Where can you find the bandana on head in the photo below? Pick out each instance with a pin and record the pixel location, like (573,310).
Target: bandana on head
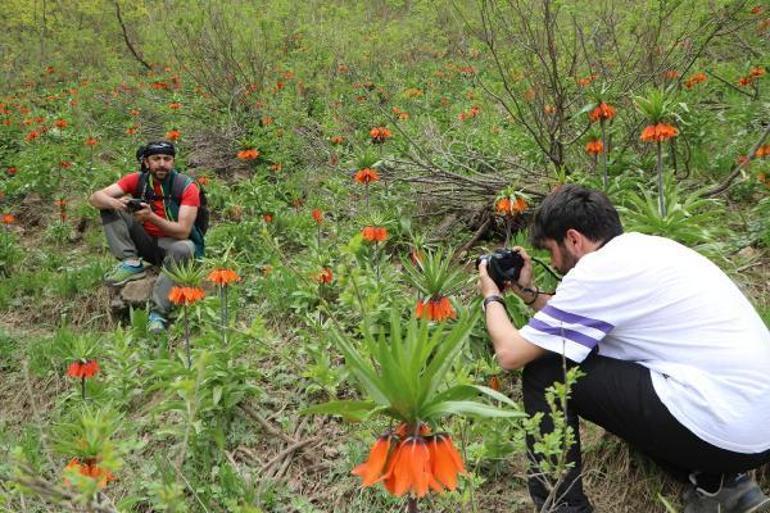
(155,148)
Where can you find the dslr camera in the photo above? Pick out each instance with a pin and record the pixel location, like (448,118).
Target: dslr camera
(134,205)
(502,265)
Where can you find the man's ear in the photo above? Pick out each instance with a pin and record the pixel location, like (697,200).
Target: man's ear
(573,238)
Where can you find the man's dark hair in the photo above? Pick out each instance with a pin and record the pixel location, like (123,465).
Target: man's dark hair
(573,206)
(155,148)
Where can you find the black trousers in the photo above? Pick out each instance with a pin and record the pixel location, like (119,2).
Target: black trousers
(619,396)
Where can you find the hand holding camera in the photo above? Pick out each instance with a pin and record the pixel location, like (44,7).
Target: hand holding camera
(135,205)
(505,267)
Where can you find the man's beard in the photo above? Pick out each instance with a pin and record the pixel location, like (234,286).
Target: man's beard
(155,172)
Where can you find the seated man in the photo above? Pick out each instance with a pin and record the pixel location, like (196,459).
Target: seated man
(675,358)
(157,228)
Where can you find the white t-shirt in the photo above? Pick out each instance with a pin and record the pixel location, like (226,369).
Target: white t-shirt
(654,301)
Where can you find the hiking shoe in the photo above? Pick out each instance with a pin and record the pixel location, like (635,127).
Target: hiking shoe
(156,323)
(740,495)
(123,273)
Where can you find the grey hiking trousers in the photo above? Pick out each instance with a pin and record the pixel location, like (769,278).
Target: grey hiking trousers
(128,239)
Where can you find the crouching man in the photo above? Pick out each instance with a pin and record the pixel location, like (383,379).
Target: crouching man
(675,358)
(148,219)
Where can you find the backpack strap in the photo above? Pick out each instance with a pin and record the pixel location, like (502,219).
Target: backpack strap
(178,186)
(141,186)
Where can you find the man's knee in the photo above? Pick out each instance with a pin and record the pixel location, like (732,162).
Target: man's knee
(541,373)
(181,250)
(111,215)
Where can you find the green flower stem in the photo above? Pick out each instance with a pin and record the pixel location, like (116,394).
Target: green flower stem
(605,149)
(661,195)
(187,337)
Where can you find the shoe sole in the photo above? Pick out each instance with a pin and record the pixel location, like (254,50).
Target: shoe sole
(135,276)
(763,507)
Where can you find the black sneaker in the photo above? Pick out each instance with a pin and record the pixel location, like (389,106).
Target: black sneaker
(740,495)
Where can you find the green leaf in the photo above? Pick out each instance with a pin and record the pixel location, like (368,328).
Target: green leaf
(361,370)
(353,411)
(468,408)
(463,392)
(444,358)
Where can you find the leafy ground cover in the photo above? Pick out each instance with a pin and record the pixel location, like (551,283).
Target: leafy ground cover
(357,159)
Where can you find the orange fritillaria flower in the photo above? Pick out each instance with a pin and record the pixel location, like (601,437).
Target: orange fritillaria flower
(762,151)
(186,295)
(445,461)
(81,369)
(671,74)
(504,205)
(325,276)
(248,154)
(696,79)
(90,469)
(409,469)
(374,233)
(594,147)
(373,468)
(659,132)
(603,111)
(379,134)
(223,277)
(366,176)
(437,309)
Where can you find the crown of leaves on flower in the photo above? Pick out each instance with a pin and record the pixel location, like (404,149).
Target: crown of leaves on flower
(87,433)
(435,274)
(366,159)
(185,274)
(657,105)
(404,371)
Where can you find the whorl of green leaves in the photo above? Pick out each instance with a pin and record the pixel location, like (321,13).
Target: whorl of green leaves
(406,375)
(656,105)
(434,274)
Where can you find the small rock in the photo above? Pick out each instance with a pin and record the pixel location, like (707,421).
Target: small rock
(748,253)
(138,291)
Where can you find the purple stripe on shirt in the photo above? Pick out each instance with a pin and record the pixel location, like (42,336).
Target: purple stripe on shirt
(577,319)
(574,336)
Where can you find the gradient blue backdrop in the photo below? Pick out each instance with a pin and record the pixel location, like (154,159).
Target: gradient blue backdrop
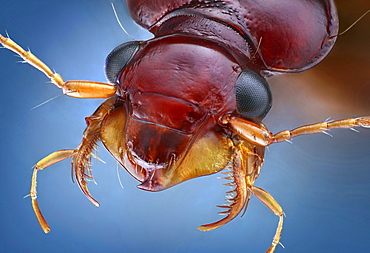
(322,183)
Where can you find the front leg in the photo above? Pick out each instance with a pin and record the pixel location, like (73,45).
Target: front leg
(78,89)
(259,135)
(80,159)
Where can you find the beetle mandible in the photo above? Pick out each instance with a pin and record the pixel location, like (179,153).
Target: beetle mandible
(190,101)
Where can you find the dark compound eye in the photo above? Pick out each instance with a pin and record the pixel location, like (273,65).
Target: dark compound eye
(119,58)
(253,95)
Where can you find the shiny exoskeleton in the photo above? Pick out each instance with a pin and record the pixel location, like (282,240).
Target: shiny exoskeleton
(190,101)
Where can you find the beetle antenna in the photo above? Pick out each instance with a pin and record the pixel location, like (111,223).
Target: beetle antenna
(46,101)
(258,47)
(119,22)
(362,16)
(118,175)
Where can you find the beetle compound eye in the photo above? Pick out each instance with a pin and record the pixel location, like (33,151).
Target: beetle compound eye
(119,58)
(253,95)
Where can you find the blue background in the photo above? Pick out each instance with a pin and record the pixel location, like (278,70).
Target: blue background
(322,183)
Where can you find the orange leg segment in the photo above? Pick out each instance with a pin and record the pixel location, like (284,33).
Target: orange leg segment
(42,164)
(259,135)
(77,89)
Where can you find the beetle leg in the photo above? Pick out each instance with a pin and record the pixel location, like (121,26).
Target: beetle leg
(82,155)
(80,159)
(42,164)
(259,135)
(78,89)
(271,203)
(321,127)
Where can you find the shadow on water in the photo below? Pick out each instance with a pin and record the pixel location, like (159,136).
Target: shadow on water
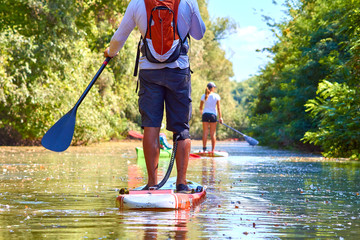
(256,192)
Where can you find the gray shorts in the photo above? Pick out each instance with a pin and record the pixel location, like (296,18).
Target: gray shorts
(171,86)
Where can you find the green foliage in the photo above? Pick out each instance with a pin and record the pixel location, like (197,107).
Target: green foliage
(337,109)
(318,42)
(50,51)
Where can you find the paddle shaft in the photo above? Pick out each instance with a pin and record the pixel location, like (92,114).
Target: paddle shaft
(107,60)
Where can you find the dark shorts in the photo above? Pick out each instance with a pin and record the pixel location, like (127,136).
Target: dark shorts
(209,117)
(169,86)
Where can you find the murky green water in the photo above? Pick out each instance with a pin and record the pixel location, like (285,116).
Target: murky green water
(254,193)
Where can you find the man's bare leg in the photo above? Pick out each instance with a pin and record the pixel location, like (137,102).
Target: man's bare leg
(182,160)
(151,148)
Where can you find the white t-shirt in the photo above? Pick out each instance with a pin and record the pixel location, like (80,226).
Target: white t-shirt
(189,21)
(210,103)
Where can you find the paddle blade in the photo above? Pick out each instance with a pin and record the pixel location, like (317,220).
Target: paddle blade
(251,140)
(58,137)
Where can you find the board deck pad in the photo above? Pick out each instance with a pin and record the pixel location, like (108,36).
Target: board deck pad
(164,198)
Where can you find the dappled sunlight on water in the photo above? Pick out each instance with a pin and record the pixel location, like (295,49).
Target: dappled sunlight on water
(256,192)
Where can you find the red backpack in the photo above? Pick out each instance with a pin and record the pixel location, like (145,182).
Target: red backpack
(162,42)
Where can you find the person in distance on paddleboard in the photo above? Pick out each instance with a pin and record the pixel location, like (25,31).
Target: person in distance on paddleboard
(210,109)
(161,82)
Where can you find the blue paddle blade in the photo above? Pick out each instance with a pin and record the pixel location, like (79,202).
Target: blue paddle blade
(251,141)
(58,137)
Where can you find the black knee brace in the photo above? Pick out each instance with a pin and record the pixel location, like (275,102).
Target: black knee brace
(181,135)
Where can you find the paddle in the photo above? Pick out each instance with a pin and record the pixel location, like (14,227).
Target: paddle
(58,137)
(250,140)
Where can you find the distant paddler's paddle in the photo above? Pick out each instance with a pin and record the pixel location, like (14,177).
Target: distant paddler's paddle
(58,137)
(250,140)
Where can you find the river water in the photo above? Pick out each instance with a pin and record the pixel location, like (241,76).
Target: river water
(255,193)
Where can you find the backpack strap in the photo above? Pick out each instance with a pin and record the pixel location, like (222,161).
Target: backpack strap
(188,37)
(137,59)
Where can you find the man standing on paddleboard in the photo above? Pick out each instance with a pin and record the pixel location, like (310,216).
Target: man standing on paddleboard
(164,78)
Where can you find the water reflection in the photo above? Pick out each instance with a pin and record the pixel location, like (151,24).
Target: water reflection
(254,193)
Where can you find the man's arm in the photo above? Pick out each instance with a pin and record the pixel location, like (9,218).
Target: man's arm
(122,33)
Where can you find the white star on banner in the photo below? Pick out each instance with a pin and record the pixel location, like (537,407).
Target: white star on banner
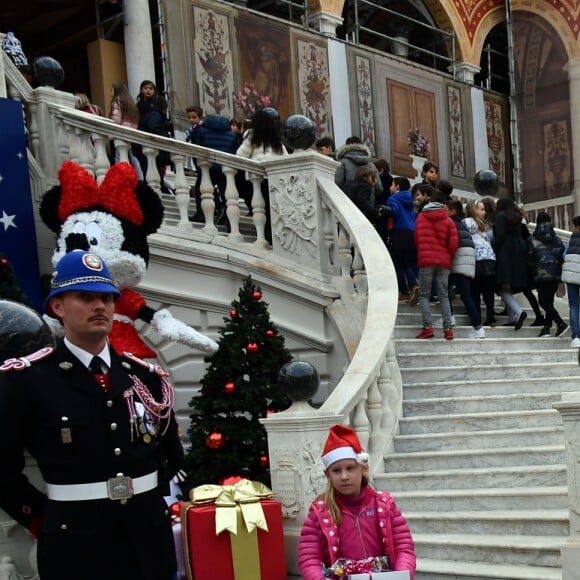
(7,220)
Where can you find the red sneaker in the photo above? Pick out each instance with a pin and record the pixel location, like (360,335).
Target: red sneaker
(427,332)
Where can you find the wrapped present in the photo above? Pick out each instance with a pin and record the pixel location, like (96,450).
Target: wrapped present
(233,532)
(402,575)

- **JOB**
With pictures omitted, copy exactly the lines from the one containing "Where can you find the white star" through the final line of the listing, both included.

- **EXERCISE ANSWER**
Where can you find the white star on banner in the photo below? Pick out each instance with a pin and record the pixel location, like (537,407).
Target: white star on banner
(7,220)
Where can you find the red sneaker in the photo above? Pick out each instance with a pin and record the pixel location, like (360,335).
Target: red sneaker
(427,332)
Where can you find the wrapped present in the photo above? Pick out each instance with a pin and record the pixel location, like (96,450).
Target: wrapped present
(233,532)
(402,575)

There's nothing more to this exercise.